[start of Source text]

My name is Anselme, I’m French and 30 years old. For as long as I can remember my hobby has been working on web projects and testing new ideas.
It all started like this: I had my first high-speed connection when I turned 11, so it was back in 1997.
At this time Google was just starting and I was still a kid, using Lycos and Altavista (and Astalavista). Unlike my 5 brothers who used the family computer mainly to play video games I used my allocated time-slot (yes, we had to share one computer!) trying to understand how this whole internet thing worked. I think I’ll always remember this moment typing on Altavista: ‘hacking’ and starting to surf on some dark background websites with pop-ups everywhere.
Just to be clear: No, I did not become a genius hacker, even though I played a bit with web-security, and no, I did not become a genius programmer even though I learned how to code by myself. In fact, I did a business school (quite boring actually).
I was just interested in discovering how things worked and I have always been convinced that if I wanted to have my own internet company, I would have to understand the technical side as well as the business aspect.
At this time it was still a ‘Do it yourself’ period and most of the web startups were only founded by technical people. Fundraising was not considered as the ultimate goal of the founders but as a logical step to help the quick growth of the business. Market was evolving fast and people were more passionate about the technology evolving around their products, rather than envisaging the possibility to sell their business for a couple of millions of dollars.
From there I followed the classical scheme of a ‘teenage geek of this time’: I started to create small websites with some html and ‘copy-pasted PHP,’ web-mastered some vBulletin forums, joined IRC, had ICQ, took part in some online communities, spent nights trying to install tools, software, frameworks etc… I was not gifted with extraordinary learning skills which would allow me to be the stereotype of the ‘genius’, but I simply liked to discover and experiment.
I considered the web as a big wild world of possibilities. The ‘made up in a garage’ myth was still possible.
I was observing with an envious look the Silicon Valley activities: it was becoming the capital of the Web. There you could still start a project based on an idea. In France, investors discovered too late this notion of seed funding for web projects.

[end of Source text]
[start of Recorded data]

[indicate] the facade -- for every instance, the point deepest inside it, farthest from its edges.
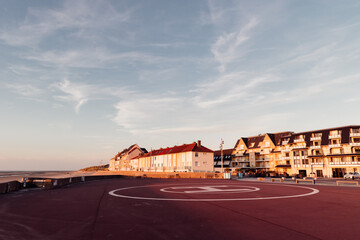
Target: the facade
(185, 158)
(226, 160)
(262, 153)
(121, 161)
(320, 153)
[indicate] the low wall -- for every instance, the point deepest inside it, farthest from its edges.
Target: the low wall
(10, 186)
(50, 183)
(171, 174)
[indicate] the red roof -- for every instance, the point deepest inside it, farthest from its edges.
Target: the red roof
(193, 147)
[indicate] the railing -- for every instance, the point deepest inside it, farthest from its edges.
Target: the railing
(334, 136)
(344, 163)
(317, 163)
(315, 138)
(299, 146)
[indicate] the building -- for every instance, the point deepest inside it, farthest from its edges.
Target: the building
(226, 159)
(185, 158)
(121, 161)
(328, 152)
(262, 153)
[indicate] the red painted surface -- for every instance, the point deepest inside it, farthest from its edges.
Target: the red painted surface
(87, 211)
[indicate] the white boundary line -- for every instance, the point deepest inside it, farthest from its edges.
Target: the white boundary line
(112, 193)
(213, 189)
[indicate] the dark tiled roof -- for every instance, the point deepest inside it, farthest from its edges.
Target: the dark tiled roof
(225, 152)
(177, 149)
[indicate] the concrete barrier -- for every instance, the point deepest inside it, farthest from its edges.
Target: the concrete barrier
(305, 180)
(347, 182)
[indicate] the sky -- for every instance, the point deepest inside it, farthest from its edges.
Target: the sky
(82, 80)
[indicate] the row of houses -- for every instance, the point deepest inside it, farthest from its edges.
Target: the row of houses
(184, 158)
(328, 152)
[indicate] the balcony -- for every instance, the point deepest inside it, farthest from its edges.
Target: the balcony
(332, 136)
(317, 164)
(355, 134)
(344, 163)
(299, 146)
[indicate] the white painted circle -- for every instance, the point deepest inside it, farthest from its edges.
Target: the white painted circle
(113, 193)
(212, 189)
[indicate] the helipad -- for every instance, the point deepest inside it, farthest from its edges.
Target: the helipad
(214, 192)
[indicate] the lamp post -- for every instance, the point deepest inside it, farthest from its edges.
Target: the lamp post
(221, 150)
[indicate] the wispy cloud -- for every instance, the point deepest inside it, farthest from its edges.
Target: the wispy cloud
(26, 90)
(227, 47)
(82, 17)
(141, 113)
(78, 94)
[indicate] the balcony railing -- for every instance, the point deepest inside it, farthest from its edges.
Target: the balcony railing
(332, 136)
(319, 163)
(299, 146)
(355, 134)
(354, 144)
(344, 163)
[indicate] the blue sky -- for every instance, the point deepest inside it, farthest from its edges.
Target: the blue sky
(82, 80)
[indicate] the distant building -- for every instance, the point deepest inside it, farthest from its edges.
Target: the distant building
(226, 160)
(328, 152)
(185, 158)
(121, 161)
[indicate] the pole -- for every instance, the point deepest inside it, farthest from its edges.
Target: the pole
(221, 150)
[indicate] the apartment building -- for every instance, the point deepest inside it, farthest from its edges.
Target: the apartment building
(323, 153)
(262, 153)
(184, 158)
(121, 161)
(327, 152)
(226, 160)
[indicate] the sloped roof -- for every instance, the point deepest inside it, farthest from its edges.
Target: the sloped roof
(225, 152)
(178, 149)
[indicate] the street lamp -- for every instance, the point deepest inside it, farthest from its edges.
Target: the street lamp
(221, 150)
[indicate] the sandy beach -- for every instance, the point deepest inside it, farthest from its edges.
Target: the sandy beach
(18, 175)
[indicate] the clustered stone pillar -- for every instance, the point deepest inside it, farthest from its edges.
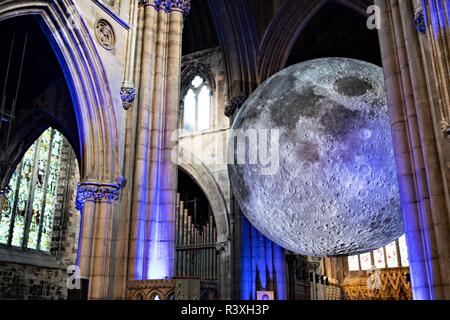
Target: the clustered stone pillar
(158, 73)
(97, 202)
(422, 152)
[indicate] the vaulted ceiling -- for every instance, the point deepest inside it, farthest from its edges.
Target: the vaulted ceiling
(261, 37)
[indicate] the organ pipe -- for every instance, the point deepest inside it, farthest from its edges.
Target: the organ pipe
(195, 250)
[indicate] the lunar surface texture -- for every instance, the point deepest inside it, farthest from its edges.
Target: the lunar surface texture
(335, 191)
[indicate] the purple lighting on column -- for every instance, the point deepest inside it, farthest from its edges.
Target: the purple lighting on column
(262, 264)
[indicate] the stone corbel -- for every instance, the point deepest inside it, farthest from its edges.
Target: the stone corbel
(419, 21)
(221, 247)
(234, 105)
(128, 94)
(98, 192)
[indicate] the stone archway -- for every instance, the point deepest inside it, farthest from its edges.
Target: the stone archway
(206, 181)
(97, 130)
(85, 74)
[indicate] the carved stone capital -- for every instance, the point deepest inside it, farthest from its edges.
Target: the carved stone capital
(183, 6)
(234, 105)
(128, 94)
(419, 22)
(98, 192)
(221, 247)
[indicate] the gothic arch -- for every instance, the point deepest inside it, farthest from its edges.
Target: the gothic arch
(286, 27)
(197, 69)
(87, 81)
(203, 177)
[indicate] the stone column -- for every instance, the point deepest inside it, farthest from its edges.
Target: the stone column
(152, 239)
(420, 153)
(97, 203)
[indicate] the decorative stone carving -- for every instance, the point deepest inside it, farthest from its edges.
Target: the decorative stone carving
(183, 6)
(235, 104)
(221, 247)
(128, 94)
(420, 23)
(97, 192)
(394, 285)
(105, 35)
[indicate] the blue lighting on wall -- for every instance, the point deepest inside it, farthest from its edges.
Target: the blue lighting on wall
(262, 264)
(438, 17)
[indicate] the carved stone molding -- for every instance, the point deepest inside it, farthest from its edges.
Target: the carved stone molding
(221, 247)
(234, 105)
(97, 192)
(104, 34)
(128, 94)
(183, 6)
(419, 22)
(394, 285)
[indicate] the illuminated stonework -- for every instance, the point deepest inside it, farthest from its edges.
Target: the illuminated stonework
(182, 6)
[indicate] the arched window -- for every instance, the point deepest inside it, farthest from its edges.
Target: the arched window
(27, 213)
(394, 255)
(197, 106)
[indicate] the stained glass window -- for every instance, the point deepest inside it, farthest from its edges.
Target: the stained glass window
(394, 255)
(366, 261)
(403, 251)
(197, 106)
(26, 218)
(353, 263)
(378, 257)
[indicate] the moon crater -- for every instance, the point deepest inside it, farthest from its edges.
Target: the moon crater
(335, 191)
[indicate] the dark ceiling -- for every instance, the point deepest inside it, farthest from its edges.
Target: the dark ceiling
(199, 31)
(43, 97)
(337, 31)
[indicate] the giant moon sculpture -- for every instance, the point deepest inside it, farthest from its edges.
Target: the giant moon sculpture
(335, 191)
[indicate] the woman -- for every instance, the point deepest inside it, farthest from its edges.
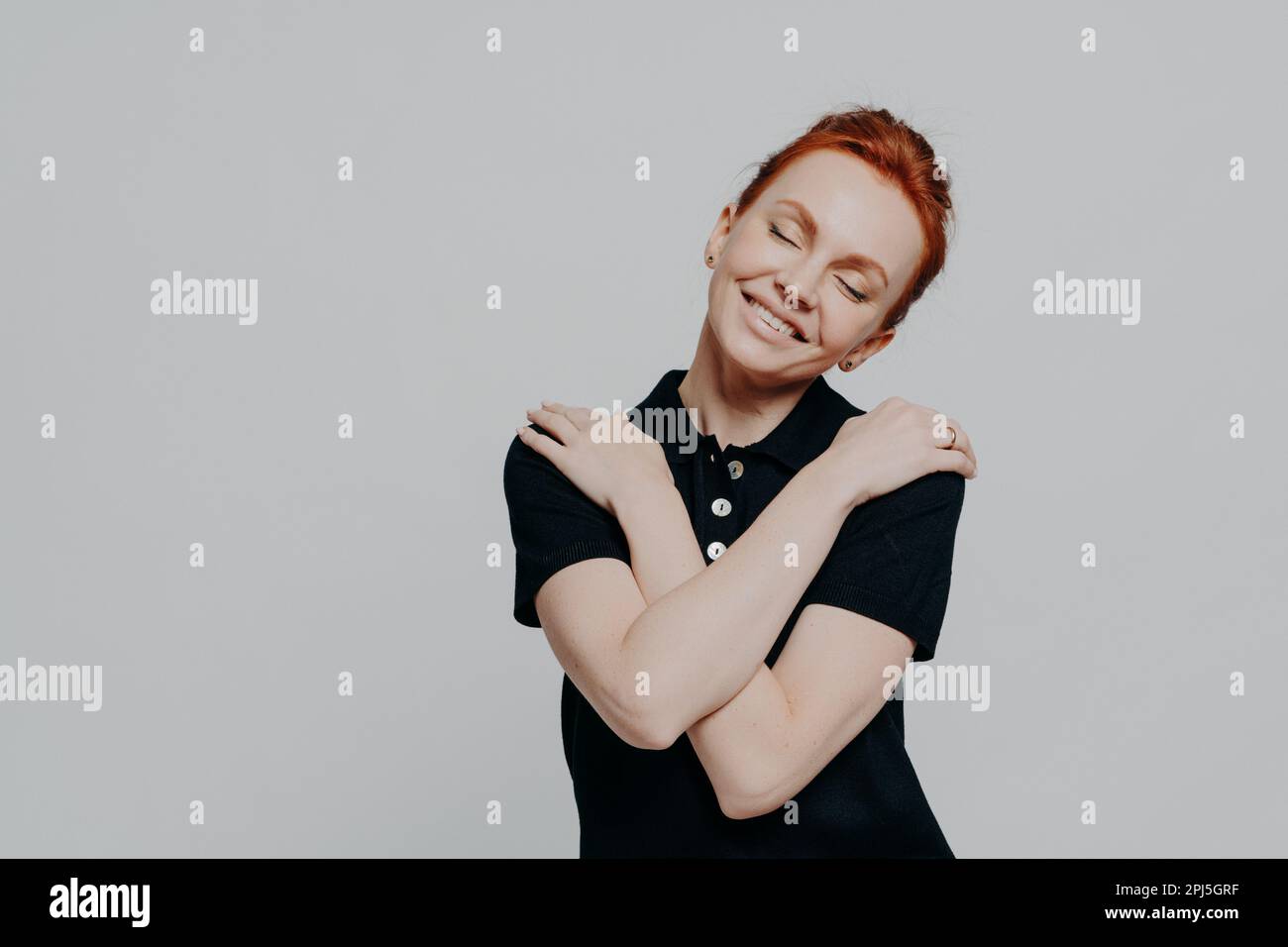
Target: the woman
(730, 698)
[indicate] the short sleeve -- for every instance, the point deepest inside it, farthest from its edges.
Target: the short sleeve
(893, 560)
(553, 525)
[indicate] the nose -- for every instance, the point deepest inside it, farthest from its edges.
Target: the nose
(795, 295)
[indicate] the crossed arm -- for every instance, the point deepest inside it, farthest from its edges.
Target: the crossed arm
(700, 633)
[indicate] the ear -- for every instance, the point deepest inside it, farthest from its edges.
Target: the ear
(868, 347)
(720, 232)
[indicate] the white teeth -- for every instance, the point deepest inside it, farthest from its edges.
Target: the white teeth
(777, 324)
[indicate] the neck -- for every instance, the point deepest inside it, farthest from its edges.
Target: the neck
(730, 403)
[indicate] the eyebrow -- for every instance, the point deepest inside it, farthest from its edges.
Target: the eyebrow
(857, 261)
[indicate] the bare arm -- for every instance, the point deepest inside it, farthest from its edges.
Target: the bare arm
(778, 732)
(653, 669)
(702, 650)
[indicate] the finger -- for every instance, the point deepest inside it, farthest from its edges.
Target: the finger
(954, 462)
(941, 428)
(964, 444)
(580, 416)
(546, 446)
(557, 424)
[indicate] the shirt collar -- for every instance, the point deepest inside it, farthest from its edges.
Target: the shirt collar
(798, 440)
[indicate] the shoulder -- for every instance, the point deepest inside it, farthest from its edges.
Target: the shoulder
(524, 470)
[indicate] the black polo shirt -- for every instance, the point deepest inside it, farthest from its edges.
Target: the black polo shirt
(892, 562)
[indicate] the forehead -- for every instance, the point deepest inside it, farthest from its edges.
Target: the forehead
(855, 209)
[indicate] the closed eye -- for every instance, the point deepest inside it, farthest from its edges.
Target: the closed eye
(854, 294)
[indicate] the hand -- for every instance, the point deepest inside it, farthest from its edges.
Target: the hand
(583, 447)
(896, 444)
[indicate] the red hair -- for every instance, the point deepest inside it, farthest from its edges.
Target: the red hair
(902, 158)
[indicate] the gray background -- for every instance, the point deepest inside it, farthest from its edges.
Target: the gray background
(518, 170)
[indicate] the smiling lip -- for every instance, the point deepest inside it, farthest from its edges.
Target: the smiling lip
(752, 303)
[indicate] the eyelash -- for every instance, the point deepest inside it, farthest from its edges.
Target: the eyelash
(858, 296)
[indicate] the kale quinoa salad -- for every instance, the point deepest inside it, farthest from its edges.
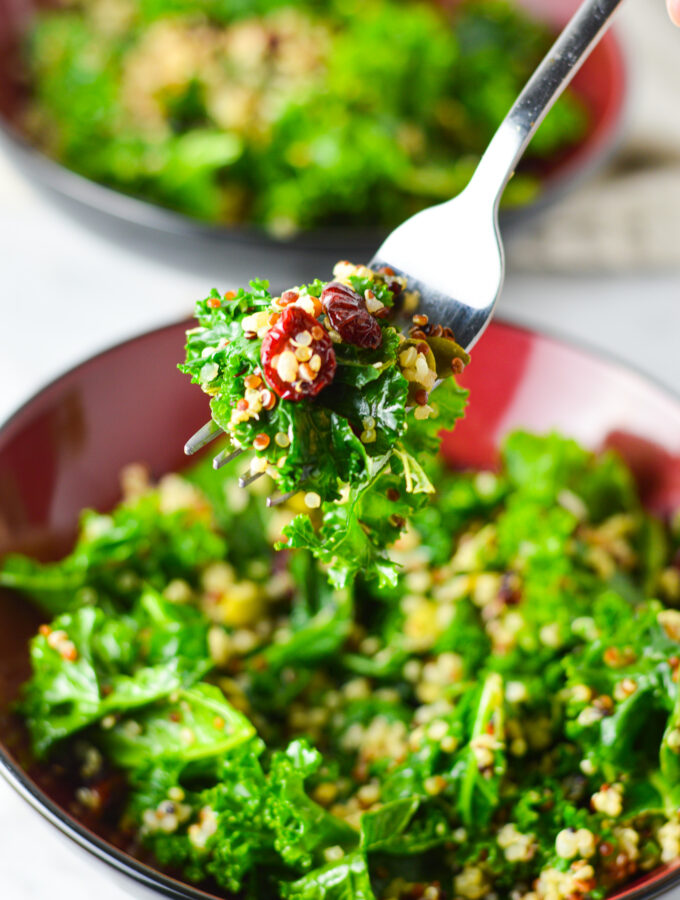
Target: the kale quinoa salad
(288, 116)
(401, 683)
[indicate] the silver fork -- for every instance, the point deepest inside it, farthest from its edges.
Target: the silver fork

[end of Recorded data]

• [Stated goal]:
Update the account of Anselme's early start on the web, starting with "From there I" and going on through "was still possible.", and put "Internet Relay Chat" everywhere "IRC" appears in that stretch.

• [Problem solution]:
From there I followed the classical scheme of a ‘teenage geek of this time’: I started to create small websites with some html and ‘copy-pasted PHP,’ web-mastered some vBulletin forums, joined Internet Relay Chat, had ICQ, took part in some online communities, spent nights trying to install tools, software, frameworks etc… I was not gifted with extraordinary learning skills which would allow me to be the stereotype of the ‘genius’, but I simply liked to discover and experiment.
I considered the web as a big wild world of possibilities. The ‘made up in a garage’ myth was still possible.